On the 50th Anniversary of the Moon Landing, the Best Resources, Books for Young Readers

Many titles have been published this year to commemorate the 50th anniversary of the Apollo 11 moon landing. This curated list provides digital resources and books recommended for elementary and middle grade readers.

Image from Moonshot by Brian Floca. © 2019 Brian Floca.
Reprinted with permission of Simon & Schuster, Inc. All rights reserved.

On July 20, 2019, it’ll be 50 years since Neil Armstrong and Buzz Aldrin first stepped onto the moon and into history. And if there is one anniversary you’re not likely to forget, it’s this one. Celebrations of the moon landing have been everywhere this year, and for good reason. Just take a moment and think about what NASA and approximately 400,000 engineers, technicians, scientists, mathematicians, contractors, public servants, and factory workers were able to do—send three men 240,000 miles away to land on a place that doesn’t support human life, and return them home safely. It is astonishing. And it makes for a very worthy topic for books.

In fact, so many titles have come out to commemorate the moon landing that it is easy to get overwhelmed. The following books offer a unique perspective, subject, or artistic style, providing all types of readers with something to foster a sense of wonder.


Young Readers

DEMPSEY, Kristy. Papa Put a Man on the Moon. illus. by Sarah Green. 32p. Dial. May 2019. Tr $17.99. ISBN 9780735230743.

__Items__:
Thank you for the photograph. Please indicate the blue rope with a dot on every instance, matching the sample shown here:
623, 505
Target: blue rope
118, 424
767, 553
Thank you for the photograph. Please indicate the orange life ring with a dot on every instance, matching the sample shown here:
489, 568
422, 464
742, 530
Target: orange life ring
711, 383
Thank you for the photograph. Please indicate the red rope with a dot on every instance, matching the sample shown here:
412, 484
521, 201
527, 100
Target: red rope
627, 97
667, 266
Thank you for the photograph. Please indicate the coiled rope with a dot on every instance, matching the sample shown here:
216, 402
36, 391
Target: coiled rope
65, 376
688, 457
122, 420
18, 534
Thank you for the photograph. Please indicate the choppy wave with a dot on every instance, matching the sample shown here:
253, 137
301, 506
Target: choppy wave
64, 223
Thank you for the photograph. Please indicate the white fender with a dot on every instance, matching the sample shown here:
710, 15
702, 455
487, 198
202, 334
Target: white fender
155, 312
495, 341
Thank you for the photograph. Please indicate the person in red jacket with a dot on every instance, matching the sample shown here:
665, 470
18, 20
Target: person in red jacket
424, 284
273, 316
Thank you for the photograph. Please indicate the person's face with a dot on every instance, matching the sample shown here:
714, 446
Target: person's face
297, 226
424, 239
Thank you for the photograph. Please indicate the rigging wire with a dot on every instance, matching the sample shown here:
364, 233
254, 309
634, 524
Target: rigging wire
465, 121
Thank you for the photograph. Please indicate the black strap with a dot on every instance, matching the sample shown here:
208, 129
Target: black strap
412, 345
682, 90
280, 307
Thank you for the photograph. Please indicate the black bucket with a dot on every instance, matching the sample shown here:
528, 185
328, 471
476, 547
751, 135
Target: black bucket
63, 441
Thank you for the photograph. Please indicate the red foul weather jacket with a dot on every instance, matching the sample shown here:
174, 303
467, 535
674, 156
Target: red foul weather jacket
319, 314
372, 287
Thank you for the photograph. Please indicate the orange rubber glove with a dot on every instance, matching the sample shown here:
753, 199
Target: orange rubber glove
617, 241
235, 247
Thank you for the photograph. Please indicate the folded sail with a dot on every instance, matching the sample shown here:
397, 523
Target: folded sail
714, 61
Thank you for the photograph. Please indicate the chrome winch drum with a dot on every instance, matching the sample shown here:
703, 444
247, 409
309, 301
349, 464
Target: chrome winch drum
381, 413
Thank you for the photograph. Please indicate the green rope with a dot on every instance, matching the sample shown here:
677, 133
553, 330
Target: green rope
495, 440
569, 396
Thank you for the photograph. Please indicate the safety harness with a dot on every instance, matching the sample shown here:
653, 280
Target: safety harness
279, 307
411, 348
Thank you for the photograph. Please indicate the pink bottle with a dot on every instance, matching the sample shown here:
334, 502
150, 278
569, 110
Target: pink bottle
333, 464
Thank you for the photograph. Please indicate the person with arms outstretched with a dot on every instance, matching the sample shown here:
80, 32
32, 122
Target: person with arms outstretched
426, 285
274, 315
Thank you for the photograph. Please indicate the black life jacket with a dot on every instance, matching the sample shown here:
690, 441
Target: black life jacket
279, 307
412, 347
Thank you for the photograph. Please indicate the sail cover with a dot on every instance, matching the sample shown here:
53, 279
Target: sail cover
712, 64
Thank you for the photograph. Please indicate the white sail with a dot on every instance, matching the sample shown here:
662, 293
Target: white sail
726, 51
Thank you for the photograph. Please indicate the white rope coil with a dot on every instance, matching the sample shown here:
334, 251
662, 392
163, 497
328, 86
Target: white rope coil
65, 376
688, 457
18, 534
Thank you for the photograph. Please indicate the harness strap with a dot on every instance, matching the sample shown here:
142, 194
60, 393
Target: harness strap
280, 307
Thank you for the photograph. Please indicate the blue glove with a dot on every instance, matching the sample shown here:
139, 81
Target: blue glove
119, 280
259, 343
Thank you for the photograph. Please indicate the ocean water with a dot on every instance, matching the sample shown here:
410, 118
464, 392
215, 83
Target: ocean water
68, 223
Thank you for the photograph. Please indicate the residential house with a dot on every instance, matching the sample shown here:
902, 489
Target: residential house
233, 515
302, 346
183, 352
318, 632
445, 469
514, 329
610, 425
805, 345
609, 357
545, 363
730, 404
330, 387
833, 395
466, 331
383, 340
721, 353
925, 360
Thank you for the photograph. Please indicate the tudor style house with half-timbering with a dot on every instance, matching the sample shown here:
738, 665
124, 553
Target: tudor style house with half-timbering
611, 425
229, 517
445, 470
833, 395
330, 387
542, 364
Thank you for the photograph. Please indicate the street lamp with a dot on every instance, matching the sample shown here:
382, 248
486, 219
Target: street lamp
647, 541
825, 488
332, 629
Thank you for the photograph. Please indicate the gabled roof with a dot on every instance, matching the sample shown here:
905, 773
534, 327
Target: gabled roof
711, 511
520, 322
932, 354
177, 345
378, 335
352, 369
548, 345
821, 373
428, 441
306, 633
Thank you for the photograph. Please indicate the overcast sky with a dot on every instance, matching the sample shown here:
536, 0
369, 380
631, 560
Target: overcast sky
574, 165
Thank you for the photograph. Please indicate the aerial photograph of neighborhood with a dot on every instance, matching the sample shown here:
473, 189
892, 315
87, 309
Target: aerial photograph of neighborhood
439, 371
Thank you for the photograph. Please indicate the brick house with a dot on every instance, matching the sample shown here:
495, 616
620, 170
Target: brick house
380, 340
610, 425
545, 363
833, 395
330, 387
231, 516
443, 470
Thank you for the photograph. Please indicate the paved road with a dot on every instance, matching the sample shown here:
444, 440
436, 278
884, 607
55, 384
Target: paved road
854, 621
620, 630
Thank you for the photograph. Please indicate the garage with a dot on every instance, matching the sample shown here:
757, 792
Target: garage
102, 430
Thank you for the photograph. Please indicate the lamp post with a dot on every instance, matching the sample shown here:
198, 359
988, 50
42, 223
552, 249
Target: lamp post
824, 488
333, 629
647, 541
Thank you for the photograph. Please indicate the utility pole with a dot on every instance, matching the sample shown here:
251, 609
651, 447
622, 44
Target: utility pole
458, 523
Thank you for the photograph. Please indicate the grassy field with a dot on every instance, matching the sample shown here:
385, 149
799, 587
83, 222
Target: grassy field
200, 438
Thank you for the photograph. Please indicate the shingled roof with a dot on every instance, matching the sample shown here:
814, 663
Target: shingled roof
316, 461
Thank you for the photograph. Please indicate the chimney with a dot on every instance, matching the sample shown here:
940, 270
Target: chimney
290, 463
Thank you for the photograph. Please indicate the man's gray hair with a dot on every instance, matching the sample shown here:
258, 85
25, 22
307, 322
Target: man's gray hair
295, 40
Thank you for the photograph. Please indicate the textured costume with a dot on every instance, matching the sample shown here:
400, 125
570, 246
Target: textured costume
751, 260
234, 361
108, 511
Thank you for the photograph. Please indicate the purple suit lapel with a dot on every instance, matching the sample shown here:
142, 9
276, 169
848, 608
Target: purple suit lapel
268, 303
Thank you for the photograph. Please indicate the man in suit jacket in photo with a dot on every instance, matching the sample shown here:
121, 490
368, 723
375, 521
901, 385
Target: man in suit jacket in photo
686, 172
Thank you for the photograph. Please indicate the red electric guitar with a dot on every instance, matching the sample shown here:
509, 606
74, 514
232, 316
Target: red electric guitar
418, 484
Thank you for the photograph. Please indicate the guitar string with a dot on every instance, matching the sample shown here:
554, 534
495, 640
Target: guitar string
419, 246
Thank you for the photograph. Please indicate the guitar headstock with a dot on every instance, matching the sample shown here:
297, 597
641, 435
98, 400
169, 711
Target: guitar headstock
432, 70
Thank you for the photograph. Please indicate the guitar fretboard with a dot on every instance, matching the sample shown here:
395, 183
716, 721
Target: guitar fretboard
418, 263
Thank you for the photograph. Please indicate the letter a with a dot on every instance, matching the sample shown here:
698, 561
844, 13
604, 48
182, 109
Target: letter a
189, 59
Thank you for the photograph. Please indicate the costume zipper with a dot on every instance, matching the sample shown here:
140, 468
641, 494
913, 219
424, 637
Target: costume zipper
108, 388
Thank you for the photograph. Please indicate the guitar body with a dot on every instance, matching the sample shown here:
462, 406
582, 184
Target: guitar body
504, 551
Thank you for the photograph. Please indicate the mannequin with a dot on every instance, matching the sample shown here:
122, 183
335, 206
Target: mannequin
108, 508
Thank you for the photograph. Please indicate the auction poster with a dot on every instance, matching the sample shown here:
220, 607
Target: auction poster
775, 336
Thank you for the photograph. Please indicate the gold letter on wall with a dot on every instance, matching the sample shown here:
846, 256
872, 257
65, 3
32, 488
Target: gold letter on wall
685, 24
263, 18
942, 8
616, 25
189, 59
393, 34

__What you should do__: Please write what comes next in the moon landing reading list, starting right after its last line. The items above come from a separate source.

__The output__:
PreS-Gr 3–Marthanne’s father is helping make the moonwalk possible. He is humble, just glad to have his job, so Marthanne gets to be proud enough for both of them. Inspired by the author’s family members who worked in a textile mill that produced fabric for the Apollo 11 space suits, this fictional tale pays tribute to the lesser-known people who contributed to the mission.

GIBBONS, Gail. The Moon Book. illus. by author. 32p. Holiday House. May 2019. Tr $18.99. ISBN 9780823443246.
K-Gr 2–This newly revised edition of Gibbons’s classic title presents introductory facts and trivia about the moon and discusses its important role in various mythologies. The simple but accurate illustrations help to clearly explain the theory of the moon’s formation, lunar and solar eclipses, the phases of the moon, and the history of scientific exploration of the moon for young audiences.

GREENE, Rhonda Gowler. The First Men Who Went to the Moon. illus. by Scott Brundage. 32p. Sleeping Bear. Mar. 2019. Tr $16.99. ISBN 9781585364121.
K-Gr 2–A highly structured ­cumulative verse account of the journey to the moon and back with the men of Apollo 11. Brundage’s artwork is both naturalistic and epic, and the dynamic images pair well with Greene’s poetry, while the side notes in the first half of the book provide additional nonfiction context for the words and images.

LAPIN, Joyce. If You Had Your Birthday Party on the Moon. illus. by Simona Ceccarelli. 40p. Sterling. Apr. 2019. Tr $16.95. ISBN 9781454929703.
K-Gr 3–A birthday party is used as a fun framework to deliver a lot of moon trivia. A diverse group of children ride in a rocket, play games in the moon’s low gravity, and try to find items the astronauts left behind, while the text offers fun facts like why in space the sky looks black instead of blue and why helium balloons wouldn’t float on the moon.

ROBBINS, Dean. The Astronaut Who Painted the Moon: The True Story of Alan Bean. illus. by Sean Rubin. 40p. Orchard. May 2019. Tr $17.99. ISBN 9781338259537.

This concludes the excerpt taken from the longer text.